**The data**

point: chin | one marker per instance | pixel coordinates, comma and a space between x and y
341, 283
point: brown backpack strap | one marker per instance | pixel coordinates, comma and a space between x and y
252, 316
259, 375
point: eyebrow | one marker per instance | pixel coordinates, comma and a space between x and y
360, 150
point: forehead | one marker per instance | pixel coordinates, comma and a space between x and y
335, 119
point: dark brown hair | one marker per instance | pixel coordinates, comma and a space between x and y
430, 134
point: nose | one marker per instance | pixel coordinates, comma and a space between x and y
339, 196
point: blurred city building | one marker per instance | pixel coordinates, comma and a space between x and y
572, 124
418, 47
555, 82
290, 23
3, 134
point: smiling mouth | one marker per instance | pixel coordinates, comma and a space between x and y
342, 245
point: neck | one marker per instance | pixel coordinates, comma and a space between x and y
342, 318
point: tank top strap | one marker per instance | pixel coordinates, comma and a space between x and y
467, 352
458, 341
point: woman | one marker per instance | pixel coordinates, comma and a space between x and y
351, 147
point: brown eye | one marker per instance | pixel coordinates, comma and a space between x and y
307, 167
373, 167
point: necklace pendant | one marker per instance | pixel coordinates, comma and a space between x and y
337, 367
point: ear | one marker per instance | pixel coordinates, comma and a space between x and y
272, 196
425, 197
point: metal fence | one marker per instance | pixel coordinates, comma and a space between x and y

==

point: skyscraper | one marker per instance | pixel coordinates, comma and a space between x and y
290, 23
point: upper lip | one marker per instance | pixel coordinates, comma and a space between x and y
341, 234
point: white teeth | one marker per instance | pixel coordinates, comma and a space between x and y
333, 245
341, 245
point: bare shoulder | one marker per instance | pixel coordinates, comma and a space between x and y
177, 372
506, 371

**About this exercise**
Reproduce exactly, and with no other material, the lines between those holding "point: woman |" and "point: metal fence", inclusive.

**Response for this exercise**
point: woman | one marker per instance | pixel coordinates, comma and a space between x and y
351, 147
point: brown eye | one marker per instance | pixel coordinates, comma and a space between x and y
307, 167
373, 167
point: necklace pendant | one marker per instance | pixel coordinates, comma and a space between x and y
337, 367
point: ear | one marker per instance | pixel coordinates, comma and a space between x and y
272, 196
425, 197
point: metal fence | one marker per instance | pixel coordinates, comma and a space between x and y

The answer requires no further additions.